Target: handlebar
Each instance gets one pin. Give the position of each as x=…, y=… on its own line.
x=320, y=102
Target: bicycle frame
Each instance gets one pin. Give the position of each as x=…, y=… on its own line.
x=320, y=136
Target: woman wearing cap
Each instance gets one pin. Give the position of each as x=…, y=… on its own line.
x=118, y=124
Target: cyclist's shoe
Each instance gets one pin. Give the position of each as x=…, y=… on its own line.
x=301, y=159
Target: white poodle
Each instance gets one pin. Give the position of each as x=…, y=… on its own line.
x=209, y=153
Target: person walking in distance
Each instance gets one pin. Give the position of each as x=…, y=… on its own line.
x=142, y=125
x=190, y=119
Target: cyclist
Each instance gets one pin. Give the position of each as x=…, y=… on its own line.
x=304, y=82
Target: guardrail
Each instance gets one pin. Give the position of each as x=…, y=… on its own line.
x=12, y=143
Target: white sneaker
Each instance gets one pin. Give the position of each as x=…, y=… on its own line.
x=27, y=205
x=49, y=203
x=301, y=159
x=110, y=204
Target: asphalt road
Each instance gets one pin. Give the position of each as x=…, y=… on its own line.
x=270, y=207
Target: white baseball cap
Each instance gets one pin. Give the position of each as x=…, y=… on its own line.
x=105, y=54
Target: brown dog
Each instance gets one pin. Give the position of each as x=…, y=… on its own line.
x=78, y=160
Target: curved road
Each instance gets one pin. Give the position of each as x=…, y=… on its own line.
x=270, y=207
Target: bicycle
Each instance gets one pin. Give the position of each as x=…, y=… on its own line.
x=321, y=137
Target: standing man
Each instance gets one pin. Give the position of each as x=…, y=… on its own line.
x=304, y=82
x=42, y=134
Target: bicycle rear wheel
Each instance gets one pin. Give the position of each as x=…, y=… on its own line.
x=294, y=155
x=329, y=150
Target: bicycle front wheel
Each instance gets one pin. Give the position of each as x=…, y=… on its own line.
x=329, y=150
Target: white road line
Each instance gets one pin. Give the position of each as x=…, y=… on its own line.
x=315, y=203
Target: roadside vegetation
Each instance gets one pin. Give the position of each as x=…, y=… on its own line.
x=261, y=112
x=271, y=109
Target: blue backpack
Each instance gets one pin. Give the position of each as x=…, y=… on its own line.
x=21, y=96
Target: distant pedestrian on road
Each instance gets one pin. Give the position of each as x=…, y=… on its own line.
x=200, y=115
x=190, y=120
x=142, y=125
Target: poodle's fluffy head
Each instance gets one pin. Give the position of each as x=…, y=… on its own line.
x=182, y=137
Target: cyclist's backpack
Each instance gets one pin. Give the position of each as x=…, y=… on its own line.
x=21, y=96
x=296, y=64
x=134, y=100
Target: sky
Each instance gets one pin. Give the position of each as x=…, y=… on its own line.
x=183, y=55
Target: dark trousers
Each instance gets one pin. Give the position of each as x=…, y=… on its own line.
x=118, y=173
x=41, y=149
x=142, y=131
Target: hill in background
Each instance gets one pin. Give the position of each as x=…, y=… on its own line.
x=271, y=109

### What this task involves
Return, without any changes, the lines of the entries from the one containing "Target: poodle's fluffy head" through the end of the entries, inclusive.

### Solution for this problem
Target: poodle's fluffy head
Each instance gets one pin. Give the position of each as x=…, y=… on its own line.
x=182, y=137
Target: cyclist's backpack
Each instance gets one pin. Give the position of each as x=…, y=… on its own line.
x=21, y=96
x=296, y=64
x=134, y=100
Target: sky
Each instance gets one pin. Give the position of each as x=…, y=… on its own line.
x=183, y=55
Target: dark trousers
Each instance gets one pin. Give the position of each as x=…, y=… on its own line.
x=118, y=173
x=41, y=149
x=142, y=131
Target: hill in background
Each instance gets one pin. Give the position of each as x=…, y=… on its own line.
x=271, y=109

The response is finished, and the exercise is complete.